**Exercise passage**
● ● ● ● ● ● ●
My friend Shannon and I at the monastery

Once we finished at the monastery, we headed over to Segovia. Huge seemed to be a common theme that day because as soon as we arrived we saw the roman aqueducts. (Picture)
As the name implies, they are roman structure created to transport water across the city. After looking at them for a while and taking tons of pictures, we moved on to Segovia’s castle. We learned that it was the basis for Cinderella’s castle in Disney World. Small world, right? (Or in Spanish, el mundo es un pañuelo, which implies the same idea but actually translates to ‘the world is a tissue’. Speaking of Disney, I wonder what the Small World ride would sound like translated. “The world’s a tissue after all, the wooooorld’s a tissue aaafter all……”)

Aqueducts of Segovia

Aqueducts of Segovia

Segovian castle

Segovian castle


Princesses outside of their castle

Princesses outside of their castle


One of the many intricate castle ceilings

One of the many intricate castle ceilings

My knight in shining armor

My knight in shining armor



Princess's bedroom

Princess’s bedroom

152 steps later, we arrived at the top of the castle's tower

152 steps later, we arrived at the top of the castle’s tower


The next day we spent entirely in Madrid. Susana’s husband, Miguel, took us on a walk through a different part of the city.

La Plaza de la Villa, the oldest plaza in Spain

La Plaza de la Villa, the oldest plaza in Spain

El Palacio Real, where the royal family resides

El Palacio Real, where the royal family resides

...this is the post office

…this is the post office

La Puerta

La Puerta

We found ourselves at Buen Retiro Park. There we saw the most Pennsylvania-esque creatures of the trip: turtles, ducks, and very large lake fish. Beyond that was El Palacio de Cristal, which is what it sounds like. While it has some actual structure, it’s mainly composed of glass. Inside was an art exposition, one of the many that have the opportunity to be displayed there. They change about every two weeks, but I can’t imagine one being prettier than the one we saw.
● ● ● ● ● ● ●
**Data records**

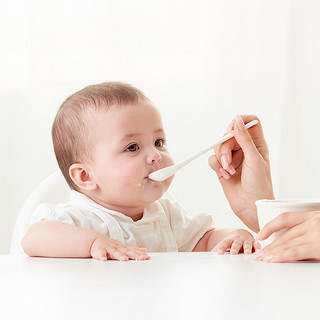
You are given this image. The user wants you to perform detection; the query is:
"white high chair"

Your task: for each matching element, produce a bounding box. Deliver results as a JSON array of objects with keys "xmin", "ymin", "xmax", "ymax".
[
  {"xmin": 10, "ymin": 171, "xmax": 175, "ymax": 255},
  {"xmin": 10, "ymin": 171, "xmax": 70, "ymax": 255}
]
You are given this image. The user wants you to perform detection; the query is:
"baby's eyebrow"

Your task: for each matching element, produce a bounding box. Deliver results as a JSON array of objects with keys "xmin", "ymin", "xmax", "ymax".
[{"xmin": 121, "ymin": 128, "xmax": 165, "ymax": 140}]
● ● ● ● ● ● ●
**What you will do**
#1 Answer these questions from the Segovia and Madrid travel text:
(a) What was Segovia's castle the basis for?
(b) How many steps led to the top of the castle's tower?
(c) Who took the group on a walk through a different part of Madrid?
#2 In the Segovia and Madrid travel text, turn the paragraph beginning "We found ourselves at Buen Retiro Park" into a short bulleted list of its main facts.
#3 List every kind of animal the Segovia and Madrid travel text says was seen at Buen Retiro Park.

**Solutions for each task**
#1
(a) Cinderella's castle in Disney World
(b) 152
(c) Susana's husband, Miguel

#2
- The group went to Buen Retiro Park.
- There they saw turtles, ducks, and very large lake fish, the most Pennsylvania-esque creatures of the trip.
- Beyond the park's animals stood El Palacio de Cristal, which has some actual structure but is mainly made of glass.
- Inside was an art exposition. Expositions there change about every two weeks.
- The writer can't imagine one being prettier than the one they saw.

#3
- Turtles
- Ducks
- Very large lake fish